Consigne:
Prolongez le compte rendu d'audience du procès de Maurice Papon en reprenant juste après sa dernière phrase.

Document:
======

Raymond Blet (Crédit Philippe Taris)
Plusieurs avocats des parties civiles ont estimé hier qu'il était difficile mais indispensable de juger les crimes d'un haut fonctionnaire
Compte-rendu d'audience de Bernadette DUBOURG
Mercredi 11 mars. Quatre vingt troisième journée d'audience. Avocat de la FNDIRP aux côtés de Me Nordmann (la veille) et Me Alain Levy (lundi prochain), le bâtonnier Henri Boerner est le premier des six avocats des parties civiles de la journée.
L'avocat bordelais s'adresse directement à « M. Papon » pour lui rappeler, par quelques souvenirs, qu'on « pouvait résister dès le début à l'autorité allemande » et qu'aucun haut fonctionnaire de Vichy ne pouvait ignorer que « les enfants et les vieillards allaient à la mort, même si eux ne le savaient pas ». « Vous avez manqué de générosité, de magnanimité, de prestance idéale, d'une évidence de désintéressment professionnel, de sacrifice à l'intérêt collectif » lance-t-il à l'accusé avant de conclure qu'« à l'infini, la morale et le droit se rejoignent ».
Sur un ton volontairement ironique, Me Gérard Weltzer interpelle à son tour Maurice Papon qui « n'a pas perdu d'aplomb, distribue les bons et les mauvais points aux avocats ou regarde sa montre quand Me Boulanger est trop long ». Se déplaçant devant la cour, s'adressant tantôt à l'accusé, tantôt directement aux jurés, l'avocat admet que s'il fut facile de juger « le nazi et idéologue » Barbie puis « le milicien et crapule » Touvier, il est plus difficile de juger le haut fonctionnaire Maurice Papon : « Ce crime nous renvoie à l'inconscience collective ».
Il revient sur les « mensonges » de l'accusé et les « crimes commis par ce préfêt bis, ce jeune loup qui voulait faire carrière, froid, autoritaire, brillant, très intelligent », pour affirmer que « si Maurice Papon n'a pas su la manière scientifique d'extermination des Juifs, il savait qu'ils allaient à un sort cruel, un sort funeste » selon les propres expressions de l'accusé à l'audience. Me Weltzer qui représente la famille Stopnicki aux côtés de Me Arno Klarsfeld partage d'ailleurs l'analyse de Me Klarsfeld sur une peine intermédiaire.

======

[Extrait d'un fichier de données]
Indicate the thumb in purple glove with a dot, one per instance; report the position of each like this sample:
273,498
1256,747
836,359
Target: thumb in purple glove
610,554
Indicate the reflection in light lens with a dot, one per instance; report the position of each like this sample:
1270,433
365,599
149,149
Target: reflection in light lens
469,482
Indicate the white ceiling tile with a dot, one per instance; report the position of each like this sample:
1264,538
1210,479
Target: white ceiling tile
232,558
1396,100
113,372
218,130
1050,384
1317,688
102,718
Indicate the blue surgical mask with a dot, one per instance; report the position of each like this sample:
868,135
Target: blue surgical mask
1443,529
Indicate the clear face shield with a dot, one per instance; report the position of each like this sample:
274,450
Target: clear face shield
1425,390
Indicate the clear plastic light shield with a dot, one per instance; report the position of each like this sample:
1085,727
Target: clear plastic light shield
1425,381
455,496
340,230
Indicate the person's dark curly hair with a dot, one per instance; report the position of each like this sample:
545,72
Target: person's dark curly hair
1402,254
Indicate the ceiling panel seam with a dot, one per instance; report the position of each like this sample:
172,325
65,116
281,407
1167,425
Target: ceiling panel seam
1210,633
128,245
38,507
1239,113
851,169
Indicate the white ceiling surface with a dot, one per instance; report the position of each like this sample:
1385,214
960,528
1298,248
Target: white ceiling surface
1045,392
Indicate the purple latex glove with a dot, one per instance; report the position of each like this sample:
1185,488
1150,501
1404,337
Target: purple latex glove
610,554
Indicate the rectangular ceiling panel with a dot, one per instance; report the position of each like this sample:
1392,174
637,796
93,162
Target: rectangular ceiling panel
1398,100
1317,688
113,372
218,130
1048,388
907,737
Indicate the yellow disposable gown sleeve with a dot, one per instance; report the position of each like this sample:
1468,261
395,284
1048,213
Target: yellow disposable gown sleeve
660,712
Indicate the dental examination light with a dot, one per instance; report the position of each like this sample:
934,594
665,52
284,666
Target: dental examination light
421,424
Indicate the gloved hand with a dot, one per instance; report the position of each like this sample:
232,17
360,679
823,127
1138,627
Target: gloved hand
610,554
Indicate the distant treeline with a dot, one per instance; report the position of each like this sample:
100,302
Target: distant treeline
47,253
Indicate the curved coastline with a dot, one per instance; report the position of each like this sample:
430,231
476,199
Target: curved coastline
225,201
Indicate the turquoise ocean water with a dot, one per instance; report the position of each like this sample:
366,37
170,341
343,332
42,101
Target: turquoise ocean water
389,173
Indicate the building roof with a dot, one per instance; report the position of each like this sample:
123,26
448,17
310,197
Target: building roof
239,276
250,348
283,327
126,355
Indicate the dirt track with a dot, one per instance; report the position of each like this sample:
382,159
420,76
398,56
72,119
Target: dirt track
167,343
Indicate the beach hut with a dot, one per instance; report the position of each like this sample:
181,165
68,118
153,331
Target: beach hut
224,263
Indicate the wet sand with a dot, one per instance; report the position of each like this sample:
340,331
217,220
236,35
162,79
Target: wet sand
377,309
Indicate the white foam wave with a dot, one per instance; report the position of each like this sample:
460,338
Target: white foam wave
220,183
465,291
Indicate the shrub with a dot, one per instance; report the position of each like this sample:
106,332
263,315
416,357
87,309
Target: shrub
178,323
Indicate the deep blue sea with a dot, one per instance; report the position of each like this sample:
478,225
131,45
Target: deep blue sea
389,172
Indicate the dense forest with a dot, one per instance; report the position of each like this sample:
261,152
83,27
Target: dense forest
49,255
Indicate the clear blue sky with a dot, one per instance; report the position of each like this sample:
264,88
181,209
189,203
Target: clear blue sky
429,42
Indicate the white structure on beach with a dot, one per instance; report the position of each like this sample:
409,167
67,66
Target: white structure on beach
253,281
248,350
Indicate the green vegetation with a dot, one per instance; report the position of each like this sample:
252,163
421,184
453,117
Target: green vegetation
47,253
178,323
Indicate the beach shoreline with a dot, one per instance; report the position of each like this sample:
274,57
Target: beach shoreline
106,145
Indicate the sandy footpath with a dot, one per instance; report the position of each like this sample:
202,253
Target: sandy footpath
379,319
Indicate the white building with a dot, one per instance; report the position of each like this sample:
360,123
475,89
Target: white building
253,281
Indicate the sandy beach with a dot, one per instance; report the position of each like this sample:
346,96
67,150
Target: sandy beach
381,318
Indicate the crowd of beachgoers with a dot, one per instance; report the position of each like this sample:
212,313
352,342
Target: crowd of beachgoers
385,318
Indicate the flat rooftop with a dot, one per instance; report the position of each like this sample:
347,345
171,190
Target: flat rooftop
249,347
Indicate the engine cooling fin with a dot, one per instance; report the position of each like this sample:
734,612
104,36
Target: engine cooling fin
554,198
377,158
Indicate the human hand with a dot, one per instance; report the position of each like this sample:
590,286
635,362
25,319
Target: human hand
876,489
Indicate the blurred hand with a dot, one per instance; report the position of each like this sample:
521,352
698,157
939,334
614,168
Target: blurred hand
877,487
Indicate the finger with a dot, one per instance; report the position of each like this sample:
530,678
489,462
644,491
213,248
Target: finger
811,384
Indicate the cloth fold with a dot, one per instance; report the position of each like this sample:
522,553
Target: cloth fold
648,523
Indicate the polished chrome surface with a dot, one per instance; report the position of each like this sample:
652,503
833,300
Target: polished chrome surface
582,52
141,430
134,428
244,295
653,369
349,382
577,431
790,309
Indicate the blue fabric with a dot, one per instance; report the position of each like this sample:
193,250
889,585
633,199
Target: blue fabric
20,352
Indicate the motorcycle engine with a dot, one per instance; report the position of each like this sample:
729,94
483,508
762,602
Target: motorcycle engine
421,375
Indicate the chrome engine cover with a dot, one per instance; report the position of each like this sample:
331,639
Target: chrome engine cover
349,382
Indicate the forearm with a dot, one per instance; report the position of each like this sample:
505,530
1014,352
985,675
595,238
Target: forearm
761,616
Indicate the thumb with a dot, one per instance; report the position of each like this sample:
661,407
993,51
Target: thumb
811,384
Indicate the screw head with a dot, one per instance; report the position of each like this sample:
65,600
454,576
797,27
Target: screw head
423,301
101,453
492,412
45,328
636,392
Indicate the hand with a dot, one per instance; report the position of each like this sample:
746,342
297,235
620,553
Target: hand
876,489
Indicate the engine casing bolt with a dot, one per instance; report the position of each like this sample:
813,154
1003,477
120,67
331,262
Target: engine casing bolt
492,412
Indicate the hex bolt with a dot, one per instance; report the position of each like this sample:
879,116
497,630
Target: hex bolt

======

Résultat:
Me Stephane Lilti, avocat de l'Union des Etudiants Juifs de France, qui voit « une tâche de sang » dans la rosette que Maurice Papon arbore à la boutonnière, se livre à une analyse très juridique de la notion de complicité des crimes contre l'humanité. Il estime, comme l'a retenu l'arrêt de renvoi, que Maurice Papon est responsable des complicités d'arrestations illégales, séquestrations arbitraires, assassinats et tentatives d'assassinats par ses seuls actes personnels, qu'il s'agisse des documents qu'il a directement signés ou des ordres émanant du service des questions dont il était le responsable « même si on devine plus sa signature qu'on ne la voit ».
En début d'après-midi, Me Raymond Blet prend la parole pour l'ANACR (association nationale des anciens combattants de la Résistance). L'avocat bordelais considère qu'à « travers le procès de Maurice Papon, c'est le procès de Vichy que l'on fait ». Ainsi, au début de sa longue plaidoirie de 2 h 30 qui prend parfois des accents de réquisitoire, et même s'il se défend de faire le procès de Me Varaut, il dissèque avec virulence le livre de son confrère, « le procès Pétain », qui « veut exonérer l'administration française en assurant qu'elle a sauvé des juifs. C'est du révisionnisme, c'est ignoble ».
Pour démontrer la culpabilité de Maurice Papon, Me Blet s'appuie directement sur des documents « acceptés et reconnus par Maurice Papon », à savoir l'expertise historique réalisée lors de la première instruction puis la sentence du jury d'honneur réuni en 1981. Il retient d'ailleurs cette « phrase essentielle » du jury qui a estimé les actes de Maurice Papon « contraires à la conception que le jury se fait de l'honneur ». « Pour les résistants, l'honneur est quelque chose de sublime » assure l'avocat qui qualifie Maurice Papon de « résistant de la 23 ème ou 24 ème heure », « résistant du débarquement », et s'indigne que l'on puisse admettre « que des résistants ont déporté des Juifs ». Il attache d'ailleurs beaucoup d'importance à la « sanction symbolique » que serait la perte des décorations de l'accusé, conséquence de la condamnation.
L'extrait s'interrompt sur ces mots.